**ИСХОДНЫЙ ОТРЫВОК:**
——
Но есть, несомненно, ложные по самому своему существу показания, которые надо отличать от показаний, данных неточно или отклоняющихся от действительности под влиянием настроения или увлечения. Здесь не существует, однако, общего мерила, и по происхождению своему такие показания весьма различаются между собою. Из них, прежде всего, необходимо выделить те, которые даются под влиянием гипнотических внушений. Последние, остроумно названные доктором Льежуа «интеллектуальной вивисекцией», изменяют внутренний мир человека и, вызывая в нем целый ряд физиологических и душевных явлений, оказывают самое решительное воздействие на память, то обостряя ее до крайности, то затемняя почти до совершенной потери. Таким образом загипнотизированного можно заставить забыть обстоятельства, сопровождавшие внушение, и изгладить совершенно из его памяти то, что он узнал о том или другом событии, или, наоборот, путем «ретроактивных галлюцинаций» (Бернгейм) внушить ему твердую уверенность в том, что он был свидетелем обстоятельств, вовсе на самом деле не существовавших. Надо, впрочем, заметить, что эти ретроактивные галлюцинации, по наблюдениям Шарко, когда внимание направляется на собственные поступки подвергающегося внушению – идут лишь до известного предела. Так, почти невозможно внушить человеку с известным нравственным строем души, что он совершил какое-нибудь гнусное преступление. Бессознательному подчинению здесь противодействует внутренняя реакция, допускающая его лишь до картин и состояний, от которых наяву человек отвернулся бы с негодованием и отвращением.
Наряду с внушенными показаниями бывают и показания, даваемые под влиянием самовнушения. Таковы очень часто показания детей. Большая впечатлительность и живость воображения при отсутствии надлежащей критики по отношению к себе и к окружающей обстановке делают многих из них жертвами самовнушения под влиянием наплыва новых ощущений и идей. Приняв свой вымысел за действительность, незаметно переходя от «так может быть» к «так должно было быть» и затем к «так было!», они упорно настаивают на том, что кажется им совершившимся в их присутствии фактом. Возможность самовнушения детей, представляющая немало исторических примеров, является чрезвычайно опасною, и здесь вполне уместна психологическая экспертиза, подкрепляющая самый тщательный и необходимый анализ показания.
——
**ФРАГМЕНТЫ НАБОРА ДАННЫХ:**
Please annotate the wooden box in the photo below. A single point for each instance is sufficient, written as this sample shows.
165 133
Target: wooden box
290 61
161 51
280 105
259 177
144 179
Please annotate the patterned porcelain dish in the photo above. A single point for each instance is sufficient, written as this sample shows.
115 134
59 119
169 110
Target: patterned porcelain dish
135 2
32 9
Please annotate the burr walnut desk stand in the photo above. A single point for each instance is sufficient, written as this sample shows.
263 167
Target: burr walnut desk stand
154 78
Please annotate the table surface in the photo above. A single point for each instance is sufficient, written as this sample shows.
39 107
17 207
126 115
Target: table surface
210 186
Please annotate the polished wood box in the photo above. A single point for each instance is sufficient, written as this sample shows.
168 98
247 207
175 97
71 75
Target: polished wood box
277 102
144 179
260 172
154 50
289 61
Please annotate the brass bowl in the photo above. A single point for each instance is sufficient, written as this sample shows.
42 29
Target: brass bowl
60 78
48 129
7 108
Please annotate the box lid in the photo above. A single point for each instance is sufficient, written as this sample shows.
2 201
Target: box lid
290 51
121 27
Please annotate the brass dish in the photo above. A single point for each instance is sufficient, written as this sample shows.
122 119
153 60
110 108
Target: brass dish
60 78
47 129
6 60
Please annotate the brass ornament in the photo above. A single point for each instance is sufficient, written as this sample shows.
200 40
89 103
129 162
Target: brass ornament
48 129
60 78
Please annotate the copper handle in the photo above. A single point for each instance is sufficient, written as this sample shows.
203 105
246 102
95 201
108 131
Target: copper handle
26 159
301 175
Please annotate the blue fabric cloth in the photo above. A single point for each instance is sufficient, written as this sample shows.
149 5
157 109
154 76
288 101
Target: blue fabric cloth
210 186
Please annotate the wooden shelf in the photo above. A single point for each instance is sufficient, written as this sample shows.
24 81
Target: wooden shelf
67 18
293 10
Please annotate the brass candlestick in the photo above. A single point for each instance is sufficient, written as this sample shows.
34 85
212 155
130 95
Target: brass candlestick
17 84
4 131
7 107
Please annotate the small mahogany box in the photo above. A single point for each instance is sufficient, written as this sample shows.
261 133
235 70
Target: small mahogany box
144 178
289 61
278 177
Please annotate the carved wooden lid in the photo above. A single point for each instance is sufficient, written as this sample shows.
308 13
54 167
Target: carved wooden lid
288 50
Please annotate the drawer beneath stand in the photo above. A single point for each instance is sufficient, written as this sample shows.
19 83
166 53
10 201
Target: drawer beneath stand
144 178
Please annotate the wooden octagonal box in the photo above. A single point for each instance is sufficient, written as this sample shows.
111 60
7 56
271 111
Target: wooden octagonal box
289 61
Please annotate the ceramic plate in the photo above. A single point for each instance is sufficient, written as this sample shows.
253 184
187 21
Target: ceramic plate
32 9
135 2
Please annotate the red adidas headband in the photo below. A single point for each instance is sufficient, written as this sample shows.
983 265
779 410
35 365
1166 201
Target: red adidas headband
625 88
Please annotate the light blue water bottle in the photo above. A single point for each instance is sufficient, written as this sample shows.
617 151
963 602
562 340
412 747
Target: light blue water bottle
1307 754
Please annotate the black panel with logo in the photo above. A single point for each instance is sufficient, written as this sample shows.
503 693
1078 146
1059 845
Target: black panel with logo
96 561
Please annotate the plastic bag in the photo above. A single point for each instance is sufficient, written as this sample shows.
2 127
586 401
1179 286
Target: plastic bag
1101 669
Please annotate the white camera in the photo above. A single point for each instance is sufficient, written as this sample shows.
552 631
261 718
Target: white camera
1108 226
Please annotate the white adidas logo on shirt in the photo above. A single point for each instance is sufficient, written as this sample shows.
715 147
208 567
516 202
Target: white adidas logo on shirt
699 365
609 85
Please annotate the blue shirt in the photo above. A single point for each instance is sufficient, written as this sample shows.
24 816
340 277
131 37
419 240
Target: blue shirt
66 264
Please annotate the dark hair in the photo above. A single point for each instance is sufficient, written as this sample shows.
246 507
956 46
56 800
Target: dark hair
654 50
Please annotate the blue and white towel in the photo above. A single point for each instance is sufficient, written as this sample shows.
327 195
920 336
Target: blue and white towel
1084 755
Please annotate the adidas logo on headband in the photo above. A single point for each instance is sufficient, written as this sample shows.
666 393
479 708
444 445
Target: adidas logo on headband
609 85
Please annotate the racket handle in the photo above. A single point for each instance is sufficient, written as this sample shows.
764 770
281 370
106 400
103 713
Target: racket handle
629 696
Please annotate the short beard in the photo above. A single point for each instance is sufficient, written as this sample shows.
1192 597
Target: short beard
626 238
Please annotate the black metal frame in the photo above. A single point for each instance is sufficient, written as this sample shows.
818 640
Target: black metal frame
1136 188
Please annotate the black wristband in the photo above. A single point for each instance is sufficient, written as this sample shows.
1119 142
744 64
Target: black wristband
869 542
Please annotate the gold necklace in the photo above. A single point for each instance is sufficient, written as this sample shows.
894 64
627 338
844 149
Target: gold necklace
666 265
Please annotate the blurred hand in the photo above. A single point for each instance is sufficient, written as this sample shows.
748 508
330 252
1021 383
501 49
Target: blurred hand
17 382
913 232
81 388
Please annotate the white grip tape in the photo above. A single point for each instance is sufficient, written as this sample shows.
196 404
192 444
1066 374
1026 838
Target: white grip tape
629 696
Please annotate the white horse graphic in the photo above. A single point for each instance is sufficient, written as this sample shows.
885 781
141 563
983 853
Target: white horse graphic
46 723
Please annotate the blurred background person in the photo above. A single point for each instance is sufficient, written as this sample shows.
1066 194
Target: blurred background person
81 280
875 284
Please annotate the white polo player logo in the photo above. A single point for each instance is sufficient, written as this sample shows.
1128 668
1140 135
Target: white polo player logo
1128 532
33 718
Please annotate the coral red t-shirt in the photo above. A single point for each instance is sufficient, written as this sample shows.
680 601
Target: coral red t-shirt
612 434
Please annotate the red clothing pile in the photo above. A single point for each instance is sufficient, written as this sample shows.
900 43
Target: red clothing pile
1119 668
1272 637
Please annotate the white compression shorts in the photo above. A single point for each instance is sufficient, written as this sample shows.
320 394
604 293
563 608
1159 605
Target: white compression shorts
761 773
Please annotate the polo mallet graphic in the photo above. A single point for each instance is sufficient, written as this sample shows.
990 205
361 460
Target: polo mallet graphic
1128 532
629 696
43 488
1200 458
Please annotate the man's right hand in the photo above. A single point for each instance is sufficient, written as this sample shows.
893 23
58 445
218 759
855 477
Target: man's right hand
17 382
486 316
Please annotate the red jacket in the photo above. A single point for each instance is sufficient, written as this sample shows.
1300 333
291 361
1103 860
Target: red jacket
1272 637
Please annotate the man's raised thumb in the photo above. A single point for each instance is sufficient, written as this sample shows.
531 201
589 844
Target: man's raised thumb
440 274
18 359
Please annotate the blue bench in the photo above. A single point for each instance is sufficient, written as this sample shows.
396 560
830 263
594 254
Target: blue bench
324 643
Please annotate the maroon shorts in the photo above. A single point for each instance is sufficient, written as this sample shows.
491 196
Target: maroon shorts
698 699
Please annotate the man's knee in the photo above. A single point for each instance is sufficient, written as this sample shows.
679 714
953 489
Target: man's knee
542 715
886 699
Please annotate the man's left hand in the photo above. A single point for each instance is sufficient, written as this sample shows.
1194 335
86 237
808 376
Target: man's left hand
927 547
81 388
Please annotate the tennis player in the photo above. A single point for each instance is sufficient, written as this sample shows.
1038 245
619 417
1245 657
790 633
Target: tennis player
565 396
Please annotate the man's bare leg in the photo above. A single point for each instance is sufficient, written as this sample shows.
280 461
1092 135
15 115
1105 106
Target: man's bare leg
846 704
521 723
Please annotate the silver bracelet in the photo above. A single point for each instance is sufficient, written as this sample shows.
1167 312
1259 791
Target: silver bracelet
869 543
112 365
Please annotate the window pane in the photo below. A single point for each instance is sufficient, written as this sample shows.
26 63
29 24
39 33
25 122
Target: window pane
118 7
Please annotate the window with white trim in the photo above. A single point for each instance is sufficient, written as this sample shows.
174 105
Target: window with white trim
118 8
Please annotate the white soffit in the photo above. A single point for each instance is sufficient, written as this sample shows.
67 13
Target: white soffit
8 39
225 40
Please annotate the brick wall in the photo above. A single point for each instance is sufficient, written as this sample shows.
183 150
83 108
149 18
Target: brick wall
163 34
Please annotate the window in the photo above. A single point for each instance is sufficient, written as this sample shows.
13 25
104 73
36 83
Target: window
——
Отредактируйте отрывок: перепишите его часть от слов "Наряду с внушенными" до слов "необходимый анализ показания." включительно, заменив "самовнушения" на "самообмана". Отвечайте, опираясь только на отрывок.

Наряду с внушенными показаниями бывают и показания, даваемые под влиянием самообмана. Таковы очень часто показания детей. Большая впечатлительность и живость воображения при отсутствии надлежащей критики по отношению к себе и к окружающей обстановке делают многих из них жертвами самообмана под влиянием наплыва новых ощущений и идей. Приняв свой вымысел за действительность, незаметно переходя от «так может быть» к «так должно было быть» и затем к «так было!», они упорно настаивают на том, что кажется им совершившимся в их присутствии фактом. Возможность самообмана детей, представляющая немало исторических примеров, является чрезвычайно опасною, и здесь вполне уместна психологическая экспертиза, подкрепляющая самый тщательный и необходимый анализ показания.